■ Work instruction 1:
Print the part of the PDF signing guide between "Table of contents" and "and .NET platforms.", inclusive.
■ Work instruction 2:
Which platforms does the PDF signing guide say its coverage of production deployment spans?

How to digitally sign PDF documents: Complete guide (2025)

Table of contents

    PDF documents carry sensitive information such as contracts, legal agreements, and confidential data. Digital signatures protect these documents from tampering and verify the author’s identity. This guide covers digital signature implementation — from basic concepts to production deployment across Web, iOS, Android, and .NET platforms.
    How to digitally sign PDF documents: Complete guide (2025)
    TL;DR
    • Use Nutrient SDKs to add secure, legally binding digital signatures across Web, iOS, Android, .NET, and server-side apps.
    • Stay compliant with eIDAS (EU), ESIGN/UETA (US), and industry standards like FDA 21 CFR Part 11.
    • Follow Nutrient best practices for certificate management, validation, and scalable server-side signing.
    • Compare digital, electronic, and biometric signatures to pick the right fit for your workflow.

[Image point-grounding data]

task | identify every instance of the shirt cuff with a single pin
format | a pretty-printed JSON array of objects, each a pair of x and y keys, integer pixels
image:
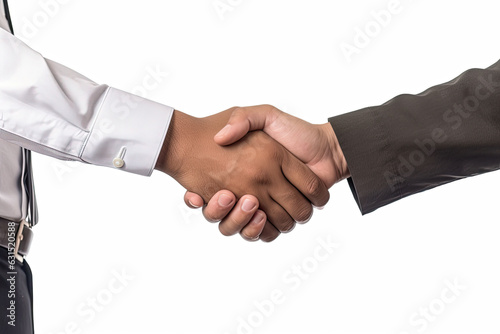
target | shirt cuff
[
  {"x": 367, "y": 149},
  {"x": 128, "y": 133}
]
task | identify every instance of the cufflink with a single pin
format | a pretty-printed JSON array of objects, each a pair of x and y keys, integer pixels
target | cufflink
[{"x": 118, "y": 161}]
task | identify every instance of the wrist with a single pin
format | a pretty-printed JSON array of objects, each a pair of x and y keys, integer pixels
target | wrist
[
  {"x": 340, "y": 167},
  {"x": 176, "y": 143}
]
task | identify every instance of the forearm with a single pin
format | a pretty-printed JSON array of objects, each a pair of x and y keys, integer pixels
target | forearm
[{"x": 416, "y": 142}]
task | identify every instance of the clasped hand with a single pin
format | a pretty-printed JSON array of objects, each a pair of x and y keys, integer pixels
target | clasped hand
[{"x": 256, "y": 183}]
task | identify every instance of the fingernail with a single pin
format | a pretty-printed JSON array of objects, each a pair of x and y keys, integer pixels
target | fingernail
[
  {"x": 225, "y": 200},
  {"x": 193, "y": 205},
  {"x": 224, "y": 131},
  {"x": 257, "y": 219},
  {"x": 248, "y": 205}
]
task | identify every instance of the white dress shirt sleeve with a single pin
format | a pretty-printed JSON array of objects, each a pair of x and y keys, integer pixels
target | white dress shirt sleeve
[{"x": 51, "y": 109}]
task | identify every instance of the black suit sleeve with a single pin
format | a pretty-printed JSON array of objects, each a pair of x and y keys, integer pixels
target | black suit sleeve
[{"x": 417, "y": 142}]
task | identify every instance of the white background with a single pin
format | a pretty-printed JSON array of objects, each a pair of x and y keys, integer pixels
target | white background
[{"x": 389, "y": 265}]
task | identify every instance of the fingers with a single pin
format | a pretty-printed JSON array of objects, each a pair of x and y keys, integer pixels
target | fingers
[
  {"x": 240, "y": 216},
  {"x": 243, "y": 120},
  {"x": 192, "y": 200},
  {"x": 219, "y": 206},
  {"x": 277, "y": 216},
  {"x": 293, "y": 202},
  {"x": 305, "y": 181}
]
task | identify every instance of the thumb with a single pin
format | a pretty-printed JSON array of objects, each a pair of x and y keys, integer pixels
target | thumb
[{"x": 244, "y": 120}]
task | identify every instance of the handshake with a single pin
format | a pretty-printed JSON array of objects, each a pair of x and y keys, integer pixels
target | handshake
[{"x": 259, "y": 170}]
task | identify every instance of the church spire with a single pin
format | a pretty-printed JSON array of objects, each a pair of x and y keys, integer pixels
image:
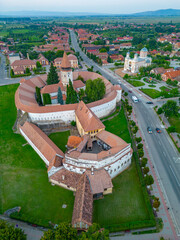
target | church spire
[{"x": 65, "y": 64}]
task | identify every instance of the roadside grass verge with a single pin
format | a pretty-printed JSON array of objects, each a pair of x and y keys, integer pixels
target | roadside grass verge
[
  {"x": 128, "y": 207},
  {"x": 136, "y": 83},
  {"x": 153, "y": 93},
  {"x": 24, "y": 181},
  {"x": 60, "y": 139},
  {"x": 175, "y": 121}
]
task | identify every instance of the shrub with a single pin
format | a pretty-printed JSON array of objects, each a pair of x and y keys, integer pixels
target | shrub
[
  {"x": 38, "y": 95},
  {"x": 148, "y": 180},
  {"x": 140, "y": 145},
  {"x": 145, "y": 170},
  {"x": 73, "y": 123},
  {"x": 138, "y": 140},
  {"x": 46, "y": 99},
  {"x": 159, "y": 111},
  {"x": 171, "y": 129},
  {"x": 141, "y": 152},
  {"x": 144, "y": 162}
]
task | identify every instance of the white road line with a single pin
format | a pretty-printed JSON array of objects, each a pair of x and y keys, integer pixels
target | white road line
[
  {"x": 164, "y": 153},
  {"x": 174, "y": 176}
]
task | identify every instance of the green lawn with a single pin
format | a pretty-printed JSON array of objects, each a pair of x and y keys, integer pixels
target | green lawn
[
  {"x": 24, "y": 181},
  {"x": 127, "y": 203},
  {"x": 175, "y": 121},
  {"x": 136, "y": 83},
  {"x": 153, "y": 93},
  {"x": 60, "y": 139},
  {"x": 163, "y": 88}
]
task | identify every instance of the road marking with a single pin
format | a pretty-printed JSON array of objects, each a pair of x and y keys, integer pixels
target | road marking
[
  {"x": 174, "y": 176},
  {"x": 164, "y": 153}
]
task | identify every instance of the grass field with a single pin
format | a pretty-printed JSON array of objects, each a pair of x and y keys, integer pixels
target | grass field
[
  {"x": 175, "y": 121},
  {"x": 24, "y": 180},
  {"x": 127, "y": 203},
  {"x": 153, "y": 93},
  {"x": 136, "y": 83},
  {"x": 60, "y": 139}
]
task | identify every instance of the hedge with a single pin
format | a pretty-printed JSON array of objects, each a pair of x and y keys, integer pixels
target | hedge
[{"x": 46, "y": 98}]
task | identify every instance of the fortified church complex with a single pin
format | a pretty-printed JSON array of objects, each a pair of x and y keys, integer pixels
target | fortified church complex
[{"x": 93, "y": 157}]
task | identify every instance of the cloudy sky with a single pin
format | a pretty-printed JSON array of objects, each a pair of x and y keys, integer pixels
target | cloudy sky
[{"x": 97, "y": 6}]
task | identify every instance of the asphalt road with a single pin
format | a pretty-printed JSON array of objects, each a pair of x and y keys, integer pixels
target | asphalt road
[{"x": 163, "y": 154}]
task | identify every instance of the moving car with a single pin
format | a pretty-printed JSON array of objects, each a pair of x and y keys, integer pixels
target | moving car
[
  {"x": 149, "y": 130},
  {"x": 135, "y": 99},
  {"x": 158, "y": 130}
]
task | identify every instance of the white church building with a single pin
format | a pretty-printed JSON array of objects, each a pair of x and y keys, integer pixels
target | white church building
[{"x": 133, "y": 64}]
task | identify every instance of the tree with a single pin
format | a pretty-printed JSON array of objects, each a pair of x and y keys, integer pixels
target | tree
[
  {"x": 12, "y": 73},
  {"x": 81, "y": 93},
  {"x": 159, "y": 111},
  {"x": 126, "y": 76},
  {"x": 156, "y": 203},
  {"x": 148, "y": 180},
  {"x": 95, "y": 89},
  {"x": 8, "y": 231},
  {"x": 64, "y": 231},
  {"x": 138, "y": 139},
  {"x": 27, "y": 70},
  {"x": 109, "y": 60},
  {"x": 60, "y": 97},
  {"x": 38, "y": 95},
  {"x": 38, "y": 65},
  {"x": 95, "y": 233},
  {"x": 145, "y": 170},
  {"x": 140, "y": 145},
  {"x": 144, "y": 162},
  {"x": 46, "y": 98},
  {"x": 71, "y": 94},
  {"x": 170, "y": 108},
  {"x": 52, "y": 76}
]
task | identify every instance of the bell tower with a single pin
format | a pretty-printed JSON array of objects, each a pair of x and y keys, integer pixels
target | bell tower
[{"x": 66, "y": 71}]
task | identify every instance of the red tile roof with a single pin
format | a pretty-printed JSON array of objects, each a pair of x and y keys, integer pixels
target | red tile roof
[
  {"x": 65, "y": 61},
  {"x": 88, "y": 120},
  {"x": 43, "y": 143},
  {"x": 83, "y": 204}
]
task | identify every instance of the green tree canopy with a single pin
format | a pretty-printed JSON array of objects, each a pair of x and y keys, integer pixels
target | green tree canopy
[
  {"x": 95, "y": 89},
  {"x": 60, "y": 97},
  {"x": 8, "y": 231},
  {"x": 170, "y": 108},
  {"x": 64, "y": 231},
  {"x": 52, "y": 76}
]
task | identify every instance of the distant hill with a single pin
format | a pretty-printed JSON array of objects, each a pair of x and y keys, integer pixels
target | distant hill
[
  {"x": 161, "y": 12},
  {"x": 45, "y": 14}
]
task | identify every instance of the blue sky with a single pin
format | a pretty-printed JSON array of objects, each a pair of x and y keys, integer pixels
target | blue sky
[{"x": 97, "y": 6}]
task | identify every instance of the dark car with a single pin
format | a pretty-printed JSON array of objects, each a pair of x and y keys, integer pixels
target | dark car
[
  {"x": 158, "y": 130},
  {"x": 149, "y": 130}
]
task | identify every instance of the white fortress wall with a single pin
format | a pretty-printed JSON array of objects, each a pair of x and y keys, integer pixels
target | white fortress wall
[
  {"x": 64, "y": 116},
  {"x": 105, "y": 109},
  {"x": 35, "y": 148}
]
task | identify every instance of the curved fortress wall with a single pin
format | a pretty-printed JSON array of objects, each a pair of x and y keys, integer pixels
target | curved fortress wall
[{"x": 51, "y": 114}]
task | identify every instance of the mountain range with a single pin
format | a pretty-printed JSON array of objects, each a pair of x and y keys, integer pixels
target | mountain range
[{"x": 161, "y": 12}]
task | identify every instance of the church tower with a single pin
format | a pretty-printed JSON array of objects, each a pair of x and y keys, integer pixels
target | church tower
[{"x": 66, "y": 71}]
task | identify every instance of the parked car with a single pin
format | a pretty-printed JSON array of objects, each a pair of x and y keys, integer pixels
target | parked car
[
  {"x": 149, "y": 130},
  {"x": 158, "y": 130}
]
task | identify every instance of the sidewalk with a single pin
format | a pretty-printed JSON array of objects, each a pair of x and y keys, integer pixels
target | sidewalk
[{"x": 32, "y": 233}]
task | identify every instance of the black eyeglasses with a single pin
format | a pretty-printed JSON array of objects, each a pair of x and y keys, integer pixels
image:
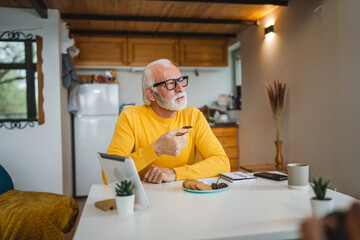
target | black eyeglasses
[{"x": 170, "y": 84}]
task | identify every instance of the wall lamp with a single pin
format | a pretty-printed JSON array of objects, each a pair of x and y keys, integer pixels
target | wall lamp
[{"x": 269, "y": 32}]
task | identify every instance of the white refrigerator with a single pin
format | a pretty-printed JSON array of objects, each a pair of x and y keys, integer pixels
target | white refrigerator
[{"x": 94, "y": 124}]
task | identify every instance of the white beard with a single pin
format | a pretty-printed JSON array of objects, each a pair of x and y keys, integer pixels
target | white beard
[{"x": 170, "y": 104}]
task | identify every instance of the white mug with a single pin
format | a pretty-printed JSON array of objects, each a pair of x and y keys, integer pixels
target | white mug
[{"x": 298, "y": 176}]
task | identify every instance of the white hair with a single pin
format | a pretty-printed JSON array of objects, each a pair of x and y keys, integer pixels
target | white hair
[{"x": 148, "y": 78}]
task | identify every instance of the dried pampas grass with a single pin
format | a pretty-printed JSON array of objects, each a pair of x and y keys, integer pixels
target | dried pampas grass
[{"x": 277, "y": 98}]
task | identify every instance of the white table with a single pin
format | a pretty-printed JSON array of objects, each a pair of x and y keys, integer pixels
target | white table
[{"x": 261, "y": 209}]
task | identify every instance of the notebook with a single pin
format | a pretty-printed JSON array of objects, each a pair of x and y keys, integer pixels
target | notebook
[{"x": 237, "y": 176}]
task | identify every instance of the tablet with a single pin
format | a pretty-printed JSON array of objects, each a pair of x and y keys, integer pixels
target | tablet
[
  {"x": 117, "y": 169},
  {"x": 271, "y": 176}
]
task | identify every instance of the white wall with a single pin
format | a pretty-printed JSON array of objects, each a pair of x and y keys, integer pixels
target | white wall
[
  {"x": 34, "y": 156},
  {"x": 316, "y": 54},
  {"x": 202, "y": 90}
]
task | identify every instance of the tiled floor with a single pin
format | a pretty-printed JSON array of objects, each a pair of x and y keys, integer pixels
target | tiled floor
[{"x": 81, "y": 203}]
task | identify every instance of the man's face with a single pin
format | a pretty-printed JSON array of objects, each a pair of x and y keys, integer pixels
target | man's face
[{"x": 175, "y": 99}]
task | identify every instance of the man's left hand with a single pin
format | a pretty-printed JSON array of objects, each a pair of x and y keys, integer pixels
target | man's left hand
[{"x": 157, "y": 174}]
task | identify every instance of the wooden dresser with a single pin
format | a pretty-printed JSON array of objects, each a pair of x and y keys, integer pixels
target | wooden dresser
[{"x": 227, "y": 136}]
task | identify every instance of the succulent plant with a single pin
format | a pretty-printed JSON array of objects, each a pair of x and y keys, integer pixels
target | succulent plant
[
  {"x": 125, "y": 189},
  {"x": 319, "y": 186}
]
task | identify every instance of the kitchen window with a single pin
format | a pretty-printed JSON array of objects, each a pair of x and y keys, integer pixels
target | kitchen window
[
  {"x": 19, "y": 80},
  {"x": 236, "y": 66}
]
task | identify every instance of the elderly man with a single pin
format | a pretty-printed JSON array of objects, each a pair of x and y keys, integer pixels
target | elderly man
[{"x": 153, "y": 135}]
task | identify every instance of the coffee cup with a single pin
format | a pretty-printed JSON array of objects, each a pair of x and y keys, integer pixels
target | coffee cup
[{"x": 298, "y": 176}]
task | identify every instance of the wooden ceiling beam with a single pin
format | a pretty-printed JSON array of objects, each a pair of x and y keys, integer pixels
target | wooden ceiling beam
[
  {"x": 90, "y": 32},
  {"x": 40, "y": 8},
  {"x": 252, "y": 2},
  {"x": 70, "y": 16}
]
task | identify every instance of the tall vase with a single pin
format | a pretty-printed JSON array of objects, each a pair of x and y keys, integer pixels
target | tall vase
[{"x": 279, "y": 159}]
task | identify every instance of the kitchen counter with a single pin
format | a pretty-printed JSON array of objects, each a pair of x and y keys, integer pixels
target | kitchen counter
[{"x": 223, "y": 124}]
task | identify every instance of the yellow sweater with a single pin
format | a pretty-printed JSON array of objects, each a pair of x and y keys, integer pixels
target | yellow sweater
[{"x": 139, "y": 126}]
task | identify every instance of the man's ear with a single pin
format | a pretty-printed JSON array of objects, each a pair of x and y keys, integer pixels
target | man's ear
[{"x": 150, "y": 94}]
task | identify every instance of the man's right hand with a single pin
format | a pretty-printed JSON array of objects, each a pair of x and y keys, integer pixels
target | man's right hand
[{"x": 172, "y": 142}]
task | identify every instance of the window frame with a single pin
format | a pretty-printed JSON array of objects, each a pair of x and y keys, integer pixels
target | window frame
[{"x": 34, "y": 113}]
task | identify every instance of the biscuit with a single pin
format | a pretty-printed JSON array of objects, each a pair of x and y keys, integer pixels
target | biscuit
[
  {"x": 187, "y": 183},
  {"x": 193, "y": 185},
  {"x": 203, "y": 186}
]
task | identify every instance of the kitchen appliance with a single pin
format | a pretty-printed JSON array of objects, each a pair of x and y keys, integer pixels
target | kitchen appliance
[{"x": 94, "y": 125}]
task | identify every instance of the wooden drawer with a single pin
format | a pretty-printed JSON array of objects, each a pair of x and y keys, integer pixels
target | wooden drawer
[
  {"x": 200, "y": 52},
  {"x": 231, "y": 152},
  {"x": 142, "y": 51},
  {"x": 228, "y": 141},
  {"x": 224, "y": 131},
  {"x": 101, "y": 51}
]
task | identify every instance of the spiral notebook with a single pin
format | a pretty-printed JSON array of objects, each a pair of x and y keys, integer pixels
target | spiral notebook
[{"x": 237, "y": 176}]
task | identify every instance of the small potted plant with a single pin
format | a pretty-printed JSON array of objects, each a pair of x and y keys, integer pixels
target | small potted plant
[
  {"x": 125, "y": 197},
  {"x": 320, "y": 205}
]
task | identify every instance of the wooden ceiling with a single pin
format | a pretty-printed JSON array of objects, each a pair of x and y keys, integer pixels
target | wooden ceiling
[{"x": 207, "y": 18}]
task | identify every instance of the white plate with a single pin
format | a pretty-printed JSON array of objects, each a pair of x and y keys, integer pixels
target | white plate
[{"x": 208, "y": 191}]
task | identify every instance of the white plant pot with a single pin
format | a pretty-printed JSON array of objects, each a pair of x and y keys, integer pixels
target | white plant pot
[
  {"x": 125, "y": 204},
  {"x": 321, "y": 208}
]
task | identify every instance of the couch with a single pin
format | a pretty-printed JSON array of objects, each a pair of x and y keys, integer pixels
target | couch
[{"x": 34, "y": 215}]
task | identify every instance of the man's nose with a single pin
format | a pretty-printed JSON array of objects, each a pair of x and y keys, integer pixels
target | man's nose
[{"x": 179, "y": 87}]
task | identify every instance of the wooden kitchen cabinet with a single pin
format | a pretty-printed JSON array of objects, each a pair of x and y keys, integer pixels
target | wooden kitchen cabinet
[
  {"x": 142, "y": 51},
  {"x": 227, "y": 136},
  {"x": 203, "y": 52},
  {"x": 101, "y": 51}
]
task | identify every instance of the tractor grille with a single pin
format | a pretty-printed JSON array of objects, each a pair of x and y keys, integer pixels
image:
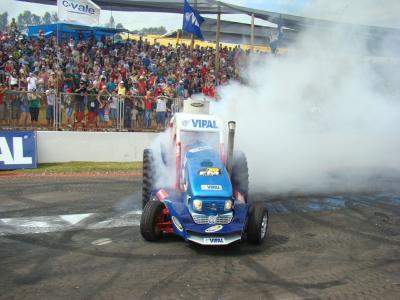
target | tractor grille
[
  {"x": 217, "y": 219},
  {"x": 216, "y": 207}
]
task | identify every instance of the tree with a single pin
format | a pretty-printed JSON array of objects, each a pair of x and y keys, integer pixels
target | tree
[
  {"x": 54, "y": 17},
  {"x": 46, "y": 19},
  {"x": 111, "y": 23},
  {"x": 3, "y": 21},
  {"x": 153, "y": 30},
  {"x": 27, "y": 18}
]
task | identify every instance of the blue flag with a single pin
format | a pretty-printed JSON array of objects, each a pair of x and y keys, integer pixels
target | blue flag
[{"x": 192, "y": 20}]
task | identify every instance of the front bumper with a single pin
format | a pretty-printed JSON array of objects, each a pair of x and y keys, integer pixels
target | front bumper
[
  {"x": 207, "y": 234},
  {"x": 213, "y": 239}
]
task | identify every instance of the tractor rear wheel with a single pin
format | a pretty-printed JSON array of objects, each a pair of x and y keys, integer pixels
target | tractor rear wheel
[
  {"x": 152, "y": 215},
  {"x": 257, "y": 224},
  {"x": 148, "y": 176}
]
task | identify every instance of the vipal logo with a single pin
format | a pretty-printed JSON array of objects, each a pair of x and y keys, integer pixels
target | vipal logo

■ Exercise solution 1:
Table of contents

    PDF documents carry sensitive information such as contracts, legal agreements, and confidential data. Digital signatures protect these documents from tampering and verify the author’s identity. This guide covers digital signature implementation — from basic concepts to production deployment across Web, iOS, Android, and .NET platforms.

■ Exercise solution 2:
Web, iOS, Android, and .NET.